Turn the entries below into a numbered list, skipping any blank lines and leaving out the pictures.

[Point placement entries]
______

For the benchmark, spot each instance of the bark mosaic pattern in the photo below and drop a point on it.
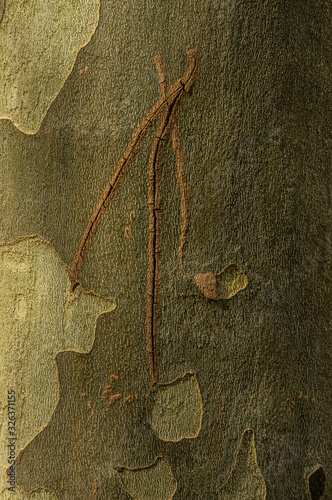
(39, 43)
(245, 481)
(149, 483)
(175, 409)
(39, 318)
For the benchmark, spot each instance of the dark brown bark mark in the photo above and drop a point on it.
(168, 122)
(179, 155)
(173, 99)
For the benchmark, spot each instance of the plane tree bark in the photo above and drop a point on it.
(253, 340)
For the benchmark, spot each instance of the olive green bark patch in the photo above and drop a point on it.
(39, 494)
(245, 481)
(2, 8)
(223, 285)
(39, 43)
(175, 409)
(38, 318)
(316, 479)
(153, 482)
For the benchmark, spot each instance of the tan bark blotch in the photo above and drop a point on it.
(207, 285)
(223, 285)
(175, 410)
(152, 482)
(246, 480)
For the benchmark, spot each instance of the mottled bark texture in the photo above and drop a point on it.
(256, 134)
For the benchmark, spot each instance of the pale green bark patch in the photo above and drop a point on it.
(223, 285)
(175, 409)
(245, 481)
(155, 481)
(39, 43)
(39, 318)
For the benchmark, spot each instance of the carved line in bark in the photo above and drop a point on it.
(166, 110)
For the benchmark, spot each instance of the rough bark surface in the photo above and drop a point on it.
(256, 133)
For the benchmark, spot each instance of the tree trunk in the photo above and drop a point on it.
(241, 407)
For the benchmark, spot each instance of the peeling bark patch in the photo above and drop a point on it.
(155, 481)
(39, 43)
(245, 481)
(316, 483)
(39, 318)
(223, 285)
(175, 410)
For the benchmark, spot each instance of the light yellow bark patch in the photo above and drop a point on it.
(245, 481)
(39, 43)
(175, 409)
(38, 318)
(155, 481)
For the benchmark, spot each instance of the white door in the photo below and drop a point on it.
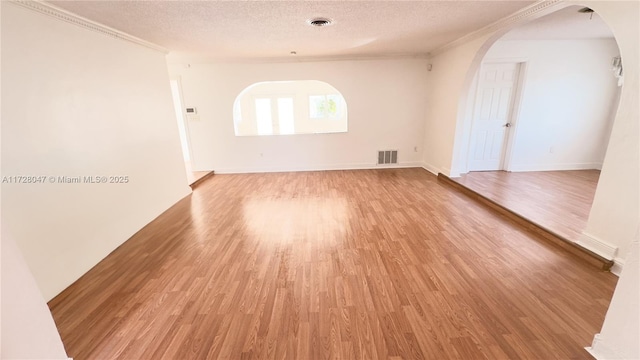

______

Output below:
1. For the benchmark, spot each instance of the bark mosaic pattern in the photo below and drop a point on it.
2. (39, 43)
3. (245, 481)
4. (149, 483)
5. (175, 409)
6. (39, 318)
7. For the benchmark, spot each instance of the dark brown bark mark in the photo above and drop a point on it.
8. (168, 122)
9. (179, 155)
10. (173, 99)
11. For the benchmark, spot each instance of the plane tree bark in the photo above and drop a point on it.
12. (253, 340)
13. For the benchmark, spot each instance of the olive green bark patch in the photo above and drop a point on it.
14. (39, 494)
15. (245, 481)
16. (2, 8)
17. (223, 285)
18. (39, 43)
19. (175, 409)
20. (38, 318)
21. (316, 479)
22. (153, 482)
23. For the benchmark, spot each instance of the tan bark blotch in the photo above and drop a point on it.
24. (207, 285)
25. (223, 285)
26. (175, 410)
27. (152, 482)
28. (246, 480)
29. For the benchmark, spot each instance of the mottled bark texture in the photo above and drop a point on it.
30. (256, 134)
31. For the benchmark, spot each instance of the pale green bark patch in the photo above and drop a point on it.
32. (223, 285)
33. (175, 409)
34. (245, 481)
35. (155, 481)
36. (39, 43)
37. (39, 318)
38. For the benchmark, spot each instance of the carved line in bark in the photo above and drop a point on it.
39. (166, 110)
40. For the benchmark, spot each instance of the rough bark surface in the photo above and drop a point on it.
41. (256, 133)
42. For the benchmark, spot each instance of the tree trunk in the photo above and drop a point on it.
43. (241, 407)
44. For the benchmark, spot each instance of the peeling bark patch in the photo above and drop a point on it.
45. (155, 481)
46. (39, 43)
47. (245, 481)
48. (316, 483)
49. (39, 318)
50. (223, 285)
51. (175, 410)
52. For the benchmark, spot each instance of the light yellow bark patch in the photo above and drop a point on it.
53. (245, 481)
54. (39, 43)
55. (175, 409)
56. (38, 318)
57. (155, 481)
58. For the benchmark, spot each instance of the white door in the photo below and drop a point on it.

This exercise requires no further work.